Instructions for the task: Which lines in the data below contain the string "blurred"? Copy out every one of them, matching case exactly.

[Saved data entries]
▼

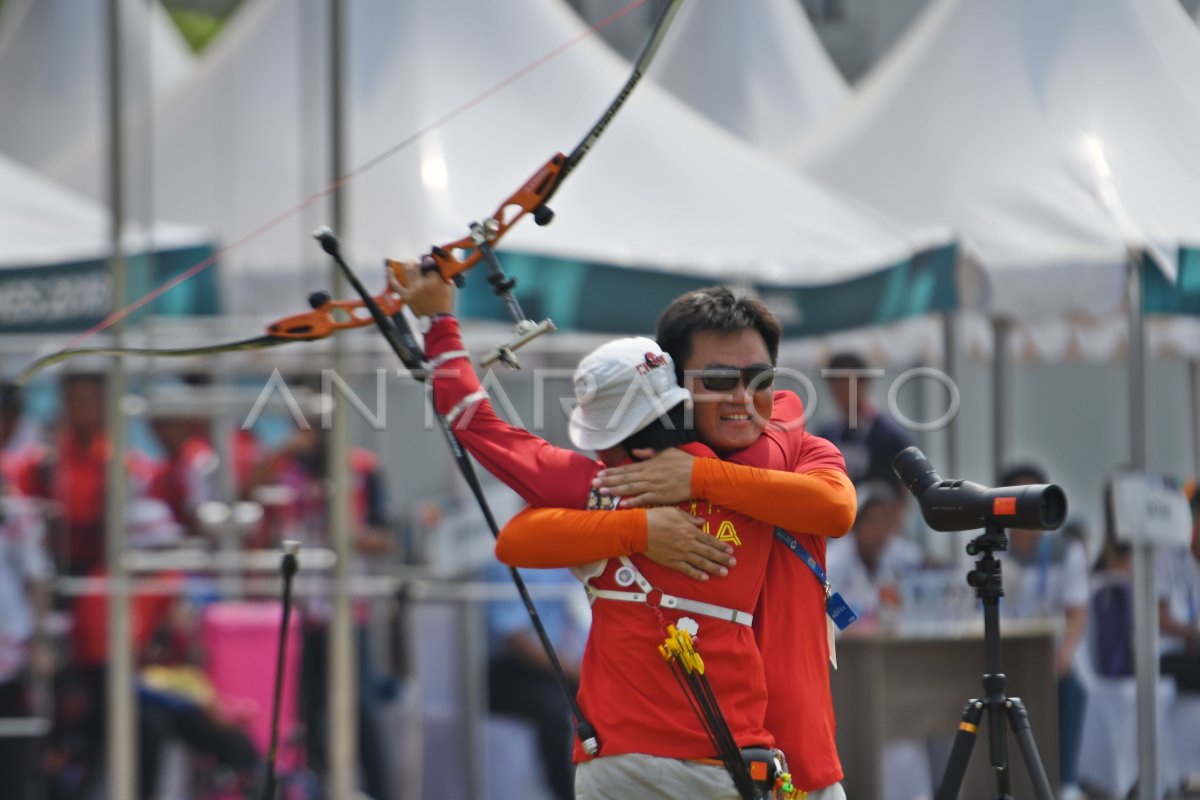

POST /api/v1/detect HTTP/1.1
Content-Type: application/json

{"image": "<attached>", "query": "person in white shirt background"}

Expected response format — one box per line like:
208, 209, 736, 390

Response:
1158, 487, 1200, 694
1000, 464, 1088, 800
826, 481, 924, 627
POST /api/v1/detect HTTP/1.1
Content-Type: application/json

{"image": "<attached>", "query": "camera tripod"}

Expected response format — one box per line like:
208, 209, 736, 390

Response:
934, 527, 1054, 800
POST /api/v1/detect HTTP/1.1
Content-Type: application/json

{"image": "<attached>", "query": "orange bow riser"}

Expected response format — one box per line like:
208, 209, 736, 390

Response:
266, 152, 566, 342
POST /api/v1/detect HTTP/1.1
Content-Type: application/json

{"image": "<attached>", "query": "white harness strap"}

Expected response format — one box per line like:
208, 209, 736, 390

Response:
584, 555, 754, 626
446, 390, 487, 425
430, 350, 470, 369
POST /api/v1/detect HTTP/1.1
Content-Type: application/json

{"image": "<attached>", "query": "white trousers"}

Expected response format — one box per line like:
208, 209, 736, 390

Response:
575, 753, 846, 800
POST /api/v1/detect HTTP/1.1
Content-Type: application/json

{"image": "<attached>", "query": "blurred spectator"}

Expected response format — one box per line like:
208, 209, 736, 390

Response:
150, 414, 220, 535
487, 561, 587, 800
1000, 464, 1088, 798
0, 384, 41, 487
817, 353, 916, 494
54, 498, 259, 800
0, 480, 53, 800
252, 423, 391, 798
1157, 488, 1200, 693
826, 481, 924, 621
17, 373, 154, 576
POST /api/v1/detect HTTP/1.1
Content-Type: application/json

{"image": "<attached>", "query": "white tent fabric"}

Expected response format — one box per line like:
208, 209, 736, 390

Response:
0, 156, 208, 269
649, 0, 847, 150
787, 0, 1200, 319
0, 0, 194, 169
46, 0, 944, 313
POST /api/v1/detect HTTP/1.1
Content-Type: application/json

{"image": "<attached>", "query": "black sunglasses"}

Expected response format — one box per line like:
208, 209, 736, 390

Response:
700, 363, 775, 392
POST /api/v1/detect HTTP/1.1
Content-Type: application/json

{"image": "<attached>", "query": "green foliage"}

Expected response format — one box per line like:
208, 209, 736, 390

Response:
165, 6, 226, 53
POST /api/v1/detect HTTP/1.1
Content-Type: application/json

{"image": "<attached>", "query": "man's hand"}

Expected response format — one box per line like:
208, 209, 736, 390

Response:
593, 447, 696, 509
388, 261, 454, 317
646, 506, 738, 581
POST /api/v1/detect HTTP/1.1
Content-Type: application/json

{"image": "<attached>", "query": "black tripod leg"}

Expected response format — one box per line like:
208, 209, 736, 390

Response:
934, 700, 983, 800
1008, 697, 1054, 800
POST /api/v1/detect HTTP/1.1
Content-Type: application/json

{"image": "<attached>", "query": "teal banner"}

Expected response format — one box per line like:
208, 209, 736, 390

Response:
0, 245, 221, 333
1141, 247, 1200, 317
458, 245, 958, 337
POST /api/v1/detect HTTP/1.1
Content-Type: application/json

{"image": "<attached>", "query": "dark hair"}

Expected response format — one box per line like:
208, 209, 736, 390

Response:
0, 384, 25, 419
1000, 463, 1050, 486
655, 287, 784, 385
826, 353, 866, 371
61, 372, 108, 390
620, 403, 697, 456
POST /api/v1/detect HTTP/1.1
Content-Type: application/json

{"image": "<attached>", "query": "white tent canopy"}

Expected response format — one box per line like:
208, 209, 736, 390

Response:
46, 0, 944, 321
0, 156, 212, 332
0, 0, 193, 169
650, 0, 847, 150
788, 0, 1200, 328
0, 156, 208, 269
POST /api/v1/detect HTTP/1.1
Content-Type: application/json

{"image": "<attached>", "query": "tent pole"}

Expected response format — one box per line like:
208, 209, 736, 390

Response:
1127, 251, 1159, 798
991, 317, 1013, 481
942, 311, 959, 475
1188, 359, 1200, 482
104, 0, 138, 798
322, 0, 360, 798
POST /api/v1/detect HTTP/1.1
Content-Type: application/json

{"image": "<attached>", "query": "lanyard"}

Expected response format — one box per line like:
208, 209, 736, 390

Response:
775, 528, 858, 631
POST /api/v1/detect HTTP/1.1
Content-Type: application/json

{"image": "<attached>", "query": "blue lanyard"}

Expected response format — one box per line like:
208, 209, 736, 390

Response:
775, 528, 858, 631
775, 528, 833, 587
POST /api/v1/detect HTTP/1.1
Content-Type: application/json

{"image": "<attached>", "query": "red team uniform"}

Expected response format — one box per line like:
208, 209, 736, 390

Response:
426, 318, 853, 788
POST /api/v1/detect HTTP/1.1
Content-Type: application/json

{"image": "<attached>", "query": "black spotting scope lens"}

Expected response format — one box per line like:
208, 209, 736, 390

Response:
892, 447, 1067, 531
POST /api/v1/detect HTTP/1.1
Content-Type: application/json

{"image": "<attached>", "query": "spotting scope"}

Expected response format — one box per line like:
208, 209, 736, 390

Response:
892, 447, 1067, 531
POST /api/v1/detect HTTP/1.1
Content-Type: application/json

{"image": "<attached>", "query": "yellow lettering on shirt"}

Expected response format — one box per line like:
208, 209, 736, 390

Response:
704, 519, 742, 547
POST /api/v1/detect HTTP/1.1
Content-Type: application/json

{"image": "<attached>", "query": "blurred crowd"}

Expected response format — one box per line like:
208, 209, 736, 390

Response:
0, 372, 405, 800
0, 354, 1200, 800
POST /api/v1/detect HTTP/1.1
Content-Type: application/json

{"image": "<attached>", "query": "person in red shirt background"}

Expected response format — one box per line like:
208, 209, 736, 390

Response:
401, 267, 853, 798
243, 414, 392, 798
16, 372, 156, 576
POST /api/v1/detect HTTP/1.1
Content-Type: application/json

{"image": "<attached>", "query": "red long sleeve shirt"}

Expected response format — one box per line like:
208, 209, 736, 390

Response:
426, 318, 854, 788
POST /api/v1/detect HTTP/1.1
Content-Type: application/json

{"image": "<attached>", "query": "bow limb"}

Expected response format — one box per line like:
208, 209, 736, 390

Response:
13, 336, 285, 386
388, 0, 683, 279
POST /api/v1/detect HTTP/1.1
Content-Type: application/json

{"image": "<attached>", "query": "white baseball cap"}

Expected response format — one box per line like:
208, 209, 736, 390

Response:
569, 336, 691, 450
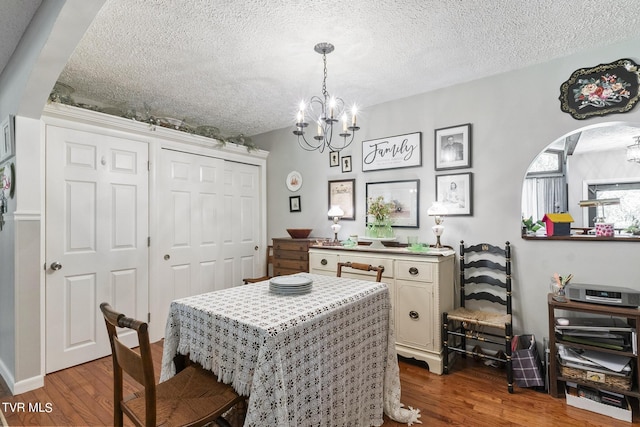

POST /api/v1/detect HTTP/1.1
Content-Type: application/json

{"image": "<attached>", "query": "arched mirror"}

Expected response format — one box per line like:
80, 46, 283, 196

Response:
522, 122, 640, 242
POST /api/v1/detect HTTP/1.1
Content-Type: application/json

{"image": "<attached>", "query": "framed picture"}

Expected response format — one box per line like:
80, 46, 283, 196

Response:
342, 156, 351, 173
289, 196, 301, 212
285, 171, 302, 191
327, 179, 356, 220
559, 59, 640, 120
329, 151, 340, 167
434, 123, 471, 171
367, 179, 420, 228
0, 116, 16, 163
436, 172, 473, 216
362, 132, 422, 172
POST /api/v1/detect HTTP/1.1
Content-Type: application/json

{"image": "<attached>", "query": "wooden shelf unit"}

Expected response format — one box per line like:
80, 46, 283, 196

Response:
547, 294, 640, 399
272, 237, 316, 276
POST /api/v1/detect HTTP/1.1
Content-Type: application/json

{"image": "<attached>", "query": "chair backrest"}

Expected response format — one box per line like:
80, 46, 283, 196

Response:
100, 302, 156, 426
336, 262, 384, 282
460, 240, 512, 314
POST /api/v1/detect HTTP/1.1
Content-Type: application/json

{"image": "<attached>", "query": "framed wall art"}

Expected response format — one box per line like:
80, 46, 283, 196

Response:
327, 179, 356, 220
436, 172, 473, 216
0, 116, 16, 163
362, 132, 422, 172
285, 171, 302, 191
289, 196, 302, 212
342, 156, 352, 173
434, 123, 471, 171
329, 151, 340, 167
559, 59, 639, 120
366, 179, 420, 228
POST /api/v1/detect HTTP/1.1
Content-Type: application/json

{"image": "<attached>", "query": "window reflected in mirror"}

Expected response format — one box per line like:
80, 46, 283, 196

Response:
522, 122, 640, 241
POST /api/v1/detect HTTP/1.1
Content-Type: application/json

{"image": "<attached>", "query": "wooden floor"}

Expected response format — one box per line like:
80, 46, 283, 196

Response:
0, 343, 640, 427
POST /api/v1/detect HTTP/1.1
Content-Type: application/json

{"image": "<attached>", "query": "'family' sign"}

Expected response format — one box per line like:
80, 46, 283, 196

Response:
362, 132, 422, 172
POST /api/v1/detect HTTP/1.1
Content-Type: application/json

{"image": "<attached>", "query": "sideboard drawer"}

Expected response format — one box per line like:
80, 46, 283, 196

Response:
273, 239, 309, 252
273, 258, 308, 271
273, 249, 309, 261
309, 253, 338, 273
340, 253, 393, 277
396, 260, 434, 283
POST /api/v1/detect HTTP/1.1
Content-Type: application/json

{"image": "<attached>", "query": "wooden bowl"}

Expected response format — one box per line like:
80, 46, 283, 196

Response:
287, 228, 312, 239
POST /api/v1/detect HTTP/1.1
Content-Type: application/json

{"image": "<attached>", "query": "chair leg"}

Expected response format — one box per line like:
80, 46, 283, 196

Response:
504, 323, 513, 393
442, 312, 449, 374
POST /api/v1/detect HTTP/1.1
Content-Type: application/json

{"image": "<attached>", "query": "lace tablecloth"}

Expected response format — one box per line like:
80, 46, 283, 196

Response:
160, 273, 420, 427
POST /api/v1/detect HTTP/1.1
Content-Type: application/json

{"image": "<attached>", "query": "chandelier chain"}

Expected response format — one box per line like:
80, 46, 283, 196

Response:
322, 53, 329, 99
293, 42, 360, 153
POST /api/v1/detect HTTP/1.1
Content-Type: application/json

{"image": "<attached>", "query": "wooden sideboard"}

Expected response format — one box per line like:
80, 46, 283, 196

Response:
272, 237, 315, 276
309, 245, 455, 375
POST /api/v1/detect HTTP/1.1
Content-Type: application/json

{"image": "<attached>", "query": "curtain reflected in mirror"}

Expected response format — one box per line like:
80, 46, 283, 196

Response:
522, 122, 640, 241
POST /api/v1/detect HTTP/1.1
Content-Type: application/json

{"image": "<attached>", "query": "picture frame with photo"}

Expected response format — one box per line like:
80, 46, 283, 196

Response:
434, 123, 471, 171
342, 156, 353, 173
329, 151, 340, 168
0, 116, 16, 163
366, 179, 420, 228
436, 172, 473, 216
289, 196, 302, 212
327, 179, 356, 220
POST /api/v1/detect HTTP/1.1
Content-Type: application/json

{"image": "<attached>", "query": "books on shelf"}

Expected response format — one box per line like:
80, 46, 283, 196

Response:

▲

Response to the task:
{"image": "<attached>", "query": "blurred spectator"}
{"image": "<attached>", "query": "blurred crowd"}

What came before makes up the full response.